## Entries supplied
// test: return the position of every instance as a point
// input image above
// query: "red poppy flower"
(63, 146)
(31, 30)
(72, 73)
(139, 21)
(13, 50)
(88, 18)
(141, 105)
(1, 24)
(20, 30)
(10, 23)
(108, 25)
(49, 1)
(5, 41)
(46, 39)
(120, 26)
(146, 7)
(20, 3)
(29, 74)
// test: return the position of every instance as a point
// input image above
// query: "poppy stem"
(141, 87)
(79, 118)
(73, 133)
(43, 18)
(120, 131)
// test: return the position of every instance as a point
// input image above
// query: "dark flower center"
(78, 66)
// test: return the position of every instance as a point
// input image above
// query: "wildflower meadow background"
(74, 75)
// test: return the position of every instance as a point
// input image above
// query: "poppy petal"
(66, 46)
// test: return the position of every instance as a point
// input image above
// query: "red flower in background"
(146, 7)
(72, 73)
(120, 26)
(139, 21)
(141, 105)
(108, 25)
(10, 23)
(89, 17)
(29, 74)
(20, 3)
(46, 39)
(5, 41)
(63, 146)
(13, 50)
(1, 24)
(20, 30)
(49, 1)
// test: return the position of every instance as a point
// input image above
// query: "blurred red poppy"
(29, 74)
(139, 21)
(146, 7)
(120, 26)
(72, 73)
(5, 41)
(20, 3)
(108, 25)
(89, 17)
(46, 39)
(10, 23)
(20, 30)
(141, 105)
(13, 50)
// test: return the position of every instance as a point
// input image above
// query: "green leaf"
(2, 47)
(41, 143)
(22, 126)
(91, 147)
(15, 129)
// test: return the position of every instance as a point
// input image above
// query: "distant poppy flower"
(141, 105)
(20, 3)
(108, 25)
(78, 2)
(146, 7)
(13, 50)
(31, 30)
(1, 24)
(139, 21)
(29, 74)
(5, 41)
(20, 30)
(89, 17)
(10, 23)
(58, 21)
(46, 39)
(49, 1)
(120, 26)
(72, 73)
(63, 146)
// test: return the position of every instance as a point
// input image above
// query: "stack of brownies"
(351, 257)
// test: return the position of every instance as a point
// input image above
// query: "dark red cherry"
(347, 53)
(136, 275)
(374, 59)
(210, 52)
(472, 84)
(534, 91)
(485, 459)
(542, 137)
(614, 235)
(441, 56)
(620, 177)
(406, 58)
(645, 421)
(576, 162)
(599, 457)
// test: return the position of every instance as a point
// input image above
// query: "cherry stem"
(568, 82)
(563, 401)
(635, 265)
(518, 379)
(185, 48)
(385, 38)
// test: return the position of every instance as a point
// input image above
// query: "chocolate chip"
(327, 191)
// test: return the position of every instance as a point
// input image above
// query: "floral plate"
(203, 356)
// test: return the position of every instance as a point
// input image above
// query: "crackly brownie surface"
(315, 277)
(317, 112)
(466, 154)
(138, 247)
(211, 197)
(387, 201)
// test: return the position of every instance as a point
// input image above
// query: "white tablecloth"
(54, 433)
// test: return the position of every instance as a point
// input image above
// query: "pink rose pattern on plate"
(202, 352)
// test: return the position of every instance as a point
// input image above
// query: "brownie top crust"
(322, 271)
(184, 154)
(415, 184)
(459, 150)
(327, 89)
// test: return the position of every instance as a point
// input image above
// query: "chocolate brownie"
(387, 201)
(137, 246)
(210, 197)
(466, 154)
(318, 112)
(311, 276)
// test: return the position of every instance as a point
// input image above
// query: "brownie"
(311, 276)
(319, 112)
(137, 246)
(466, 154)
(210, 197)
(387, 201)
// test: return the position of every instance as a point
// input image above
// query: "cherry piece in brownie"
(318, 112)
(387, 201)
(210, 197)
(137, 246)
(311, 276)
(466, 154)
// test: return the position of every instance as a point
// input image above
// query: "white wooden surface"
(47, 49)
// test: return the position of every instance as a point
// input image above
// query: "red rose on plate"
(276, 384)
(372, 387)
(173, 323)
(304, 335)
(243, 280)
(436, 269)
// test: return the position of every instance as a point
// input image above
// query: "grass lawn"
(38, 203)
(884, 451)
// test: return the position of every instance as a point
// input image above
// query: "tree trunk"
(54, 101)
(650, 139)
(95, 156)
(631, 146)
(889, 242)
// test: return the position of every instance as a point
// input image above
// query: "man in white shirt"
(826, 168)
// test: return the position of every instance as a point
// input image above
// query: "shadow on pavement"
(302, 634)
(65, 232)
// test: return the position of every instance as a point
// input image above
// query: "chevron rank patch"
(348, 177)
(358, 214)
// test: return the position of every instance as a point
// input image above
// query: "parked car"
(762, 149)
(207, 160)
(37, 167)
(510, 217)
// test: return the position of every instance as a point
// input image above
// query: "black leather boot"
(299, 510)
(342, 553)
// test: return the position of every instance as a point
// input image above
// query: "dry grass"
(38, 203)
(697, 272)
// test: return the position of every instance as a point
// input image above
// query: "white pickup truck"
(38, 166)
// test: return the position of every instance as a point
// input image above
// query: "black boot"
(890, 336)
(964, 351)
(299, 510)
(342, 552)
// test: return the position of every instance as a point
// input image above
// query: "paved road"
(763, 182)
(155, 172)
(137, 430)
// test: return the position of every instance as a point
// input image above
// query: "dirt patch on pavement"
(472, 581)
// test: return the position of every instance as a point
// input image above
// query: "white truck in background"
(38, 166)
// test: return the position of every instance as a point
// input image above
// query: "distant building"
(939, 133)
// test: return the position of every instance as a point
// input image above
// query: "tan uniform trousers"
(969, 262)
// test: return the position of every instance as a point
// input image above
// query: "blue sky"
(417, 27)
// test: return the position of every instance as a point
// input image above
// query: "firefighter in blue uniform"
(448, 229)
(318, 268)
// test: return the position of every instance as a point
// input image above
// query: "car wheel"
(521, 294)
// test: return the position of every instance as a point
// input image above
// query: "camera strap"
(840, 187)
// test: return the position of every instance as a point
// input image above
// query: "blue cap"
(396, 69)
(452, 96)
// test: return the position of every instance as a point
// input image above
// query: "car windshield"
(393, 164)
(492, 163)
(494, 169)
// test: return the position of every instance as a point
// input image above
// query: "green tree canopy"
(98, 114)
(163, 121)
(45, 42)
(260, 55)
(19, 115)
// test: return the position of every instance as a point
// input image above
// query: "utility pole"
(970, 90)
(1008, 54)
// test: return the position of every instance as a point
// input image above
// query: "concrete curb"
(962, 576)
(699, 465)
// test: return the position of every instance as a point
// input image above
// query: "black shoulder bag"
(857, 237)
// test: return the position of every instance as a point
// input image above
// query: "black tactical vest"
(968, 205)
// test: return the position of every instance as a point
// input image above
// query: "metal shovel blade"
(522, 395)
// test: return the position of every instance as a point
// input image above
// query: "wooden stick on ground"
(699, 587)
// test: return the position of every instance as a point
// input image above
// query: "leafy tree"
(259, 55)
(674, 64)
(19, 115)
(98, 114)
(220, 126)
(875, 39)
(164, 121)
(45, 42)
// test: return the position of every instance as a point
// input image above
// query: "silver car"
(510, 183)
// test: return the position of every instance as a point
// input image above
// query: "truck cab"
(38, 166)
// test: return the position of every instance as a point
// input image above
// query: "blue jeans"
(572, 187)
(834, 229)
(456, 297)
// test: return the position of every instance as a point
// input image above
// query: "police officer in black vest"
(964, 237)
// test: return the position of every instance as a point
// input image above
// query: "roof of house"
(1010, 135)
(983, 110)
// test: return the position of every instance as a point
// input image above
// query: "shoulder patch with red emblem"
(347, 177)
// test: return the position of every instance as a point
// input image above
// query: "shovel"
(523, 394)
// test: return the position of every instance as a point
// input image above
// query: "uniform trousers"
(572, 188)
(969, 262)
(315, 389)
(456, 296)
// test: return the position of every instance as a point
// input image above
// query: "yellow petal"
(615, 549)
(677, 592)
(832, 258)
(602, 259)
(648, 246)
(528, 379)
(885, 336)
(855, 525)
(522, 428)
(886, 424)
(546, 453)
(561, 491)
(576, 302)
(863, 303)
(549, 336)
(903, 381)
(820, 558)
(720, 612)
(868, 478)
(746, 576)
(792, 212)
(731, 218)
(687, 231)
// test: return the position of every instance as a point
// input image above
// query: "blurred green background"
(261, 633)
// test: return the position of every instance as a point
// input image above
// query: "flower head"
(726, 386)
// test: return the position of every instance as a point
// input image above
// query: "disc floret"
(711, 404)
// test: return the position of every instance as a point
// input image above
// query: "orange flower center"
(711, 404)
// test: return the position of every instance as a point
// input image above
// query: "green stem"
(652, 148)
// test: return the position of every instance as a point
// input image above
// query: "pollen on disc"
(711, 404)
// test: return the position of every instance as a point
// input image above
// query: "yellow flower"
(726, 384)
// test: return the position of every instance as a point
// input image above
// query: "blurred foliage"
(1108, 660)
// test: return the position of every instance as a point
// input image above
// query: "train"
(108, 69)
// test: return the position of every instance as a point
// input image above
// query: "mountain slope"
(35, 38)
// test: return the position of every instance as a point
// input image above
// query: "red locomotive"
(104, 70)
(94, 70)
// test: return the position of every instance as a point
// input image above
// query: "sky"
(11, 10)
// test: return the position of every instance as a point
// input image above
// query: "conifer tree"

## Your goal
Return every line of the data above that contains the word "cherry".

## Solved exercise
// query: "dark red cherry"
// query: "cherry stem"
// query: "cherry piece in brownie"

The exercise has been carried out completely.